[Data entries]
════════

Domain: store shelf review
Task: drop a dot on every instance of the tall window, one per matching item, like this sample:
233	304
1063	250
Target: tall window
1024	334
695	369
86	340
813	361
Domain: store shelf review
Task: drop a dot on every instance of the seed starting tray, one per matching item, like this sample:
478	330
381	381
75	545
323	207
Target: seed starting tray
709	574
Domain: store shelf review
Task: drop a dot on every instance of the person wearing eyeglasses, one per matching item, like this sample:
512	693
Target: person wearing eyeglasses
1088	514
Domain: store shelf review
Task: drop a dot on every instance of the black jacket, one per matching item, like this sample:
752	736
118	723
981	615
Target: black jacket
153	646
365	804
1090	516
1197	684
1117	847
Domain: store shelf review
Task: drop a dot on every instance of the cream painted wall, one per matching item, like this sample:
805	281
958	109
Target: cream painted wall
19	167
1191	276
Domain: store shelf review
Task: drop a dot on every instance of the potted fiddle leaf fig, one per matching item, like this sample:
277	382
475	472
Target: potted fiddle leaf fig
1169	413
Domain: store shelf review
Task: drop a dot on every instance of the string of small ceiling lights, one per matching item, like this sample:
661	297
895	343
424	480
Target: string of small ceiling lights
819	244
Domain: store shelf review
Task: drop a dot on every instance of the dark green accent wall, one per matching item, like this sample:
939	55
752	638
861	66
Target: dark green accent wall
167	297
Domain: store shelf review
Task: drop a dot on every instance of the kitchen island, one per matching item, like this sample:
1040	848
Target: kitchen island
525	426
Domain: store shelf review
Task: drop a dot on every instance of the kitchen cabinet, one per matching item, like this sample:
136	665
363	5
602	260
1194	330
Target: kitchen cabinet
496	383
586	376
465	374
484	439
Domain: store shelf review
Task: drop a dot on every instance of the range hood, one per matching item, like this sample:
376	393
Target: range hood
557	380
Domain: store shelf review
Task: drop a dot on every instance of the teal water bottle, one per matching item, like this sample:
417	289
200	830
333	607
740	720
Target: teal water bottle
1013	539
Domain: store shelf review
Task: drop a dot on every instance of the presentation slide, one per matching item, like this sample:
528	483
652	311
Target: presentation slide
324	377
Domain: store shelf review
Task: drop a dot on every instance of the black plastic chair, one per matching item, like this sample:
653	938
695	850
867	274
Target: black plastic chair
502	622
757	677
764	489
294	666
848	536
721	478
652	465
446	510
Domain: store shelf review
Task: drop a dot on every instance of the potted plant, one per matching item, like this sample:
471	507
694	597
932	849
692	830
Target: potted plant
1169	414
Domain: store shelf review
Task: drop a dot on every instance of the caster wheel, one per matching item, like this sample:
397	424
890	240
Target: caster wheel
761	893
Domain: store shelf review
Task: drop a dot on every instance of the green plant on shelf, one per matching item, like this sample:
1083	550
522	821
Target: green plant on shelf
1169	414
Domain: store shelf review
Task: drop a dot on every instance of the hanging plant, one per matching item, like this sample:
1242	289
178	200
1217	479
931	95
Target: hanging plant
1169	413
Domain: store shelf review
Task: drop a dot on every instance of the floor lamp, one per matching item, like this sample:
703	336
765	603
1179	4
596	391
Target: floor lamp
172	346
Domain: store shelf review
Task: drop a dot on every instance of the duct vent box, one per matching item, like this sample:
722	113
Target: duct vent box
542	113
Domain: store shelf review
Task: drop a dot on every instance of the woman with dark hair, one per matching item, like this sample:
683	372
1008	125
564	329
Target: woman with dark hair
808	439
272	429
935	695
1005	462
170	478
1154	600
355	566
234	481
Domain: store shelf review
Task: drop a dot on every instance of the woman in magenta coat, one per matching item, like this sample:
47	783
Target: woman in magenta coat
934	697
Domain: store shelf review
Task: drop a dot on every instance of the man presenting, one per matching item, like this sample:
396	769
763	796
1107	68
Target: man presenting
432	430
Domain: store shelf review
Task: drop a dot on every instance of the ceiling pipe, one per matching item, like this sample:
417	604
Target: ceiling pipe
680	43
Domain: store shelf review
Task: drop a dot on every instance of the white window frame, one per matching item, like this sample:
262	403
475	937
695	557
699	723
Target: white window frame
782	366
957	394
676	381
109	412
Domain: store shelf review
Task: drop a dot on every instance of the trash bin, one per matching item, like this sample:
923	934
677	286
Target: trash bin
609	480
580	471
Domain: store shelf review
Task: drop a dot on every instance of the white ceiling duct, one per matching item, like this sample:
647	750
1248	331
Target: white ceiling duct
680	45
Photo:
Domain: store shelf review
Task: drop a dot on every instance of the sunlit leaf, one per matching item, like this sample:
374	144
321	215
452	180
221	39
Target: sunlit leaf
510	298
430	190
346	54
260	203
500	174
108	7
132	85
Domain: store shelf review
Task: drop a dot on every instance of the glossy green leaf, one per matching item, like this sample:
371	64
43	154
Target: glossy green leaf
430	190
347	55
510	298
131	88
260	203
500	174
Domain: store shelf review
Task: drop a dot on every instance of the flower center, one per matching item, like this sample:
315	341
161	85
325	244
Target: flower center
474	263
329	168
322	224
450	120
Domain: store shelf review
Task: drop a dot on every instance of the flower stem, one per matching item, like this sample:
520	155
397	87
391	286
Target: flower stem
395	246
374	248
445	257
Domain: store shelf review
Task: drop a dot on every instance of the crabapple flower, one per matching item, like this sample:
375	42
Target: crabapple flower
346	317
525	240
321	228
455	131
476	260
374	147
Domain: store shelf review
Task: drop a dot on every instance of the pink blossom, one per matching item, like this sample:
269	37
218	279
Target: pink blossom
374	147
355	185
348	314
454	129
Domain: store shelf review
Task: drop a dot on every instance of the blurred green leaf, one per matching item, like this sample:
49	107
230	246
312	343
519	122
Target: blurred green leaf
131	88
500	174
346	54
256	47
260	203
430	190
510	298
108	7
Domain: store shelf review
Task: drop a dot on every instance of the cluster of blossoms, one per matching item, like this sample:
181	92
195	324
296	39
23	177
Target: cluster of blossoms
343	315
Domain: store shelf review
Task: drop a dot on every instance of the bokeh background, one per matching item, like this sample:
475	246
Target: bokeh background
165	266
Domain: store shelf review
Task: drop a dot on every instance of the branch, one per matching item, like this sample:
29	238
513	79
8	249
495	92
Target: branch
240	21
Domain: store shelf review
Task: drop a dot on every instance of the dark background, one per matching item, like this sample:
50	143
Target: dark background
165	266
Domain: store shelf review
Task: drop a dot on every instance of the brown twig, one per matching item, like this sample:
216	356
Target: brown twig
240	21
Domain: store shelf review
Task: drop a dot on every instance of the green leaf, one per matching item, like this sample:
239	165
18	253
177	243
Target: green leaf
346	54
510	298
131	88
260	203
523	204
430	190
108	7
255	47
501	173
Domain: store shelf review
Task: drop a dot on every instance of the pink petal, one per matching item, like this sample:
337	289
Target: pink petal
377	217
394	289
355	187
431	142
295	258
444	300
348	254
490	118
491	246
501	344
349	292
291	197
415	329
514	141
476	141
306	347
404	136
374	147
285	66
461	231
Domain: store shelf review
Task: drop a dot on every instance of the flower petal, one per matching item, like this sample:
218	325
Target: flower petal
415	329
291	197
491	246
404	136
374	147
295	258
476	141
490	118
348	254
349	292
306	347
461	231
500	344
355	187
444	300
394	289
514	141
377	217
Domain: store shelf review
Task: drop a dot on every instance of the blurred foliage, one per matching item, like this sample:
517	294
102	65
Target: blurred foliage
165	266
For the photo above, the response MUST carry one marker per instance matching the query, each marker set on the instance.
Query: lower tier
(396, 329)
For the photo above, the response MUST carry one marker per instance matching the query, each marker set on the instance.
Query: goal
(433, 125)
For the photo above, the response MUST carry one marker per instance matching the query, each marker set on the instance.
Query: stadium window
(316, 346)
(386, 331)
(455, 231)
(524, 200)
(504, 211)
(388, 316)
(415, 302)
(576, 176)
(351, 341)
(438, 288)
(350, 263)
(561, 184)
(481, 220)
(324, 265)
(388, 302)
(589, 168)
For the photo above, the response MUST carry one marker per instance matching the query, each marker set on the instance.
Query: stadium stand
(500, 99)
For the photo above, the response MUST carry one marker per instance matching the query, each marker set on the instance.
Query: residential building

════════

List each line of the data above that contains the string "chair". Treat uppercase and lowercase letters as different.

§ Result for this exercise
Task: drop a dot on every instance of the black plastic chair, one per matching item, like this sample:
Target: black plastic chair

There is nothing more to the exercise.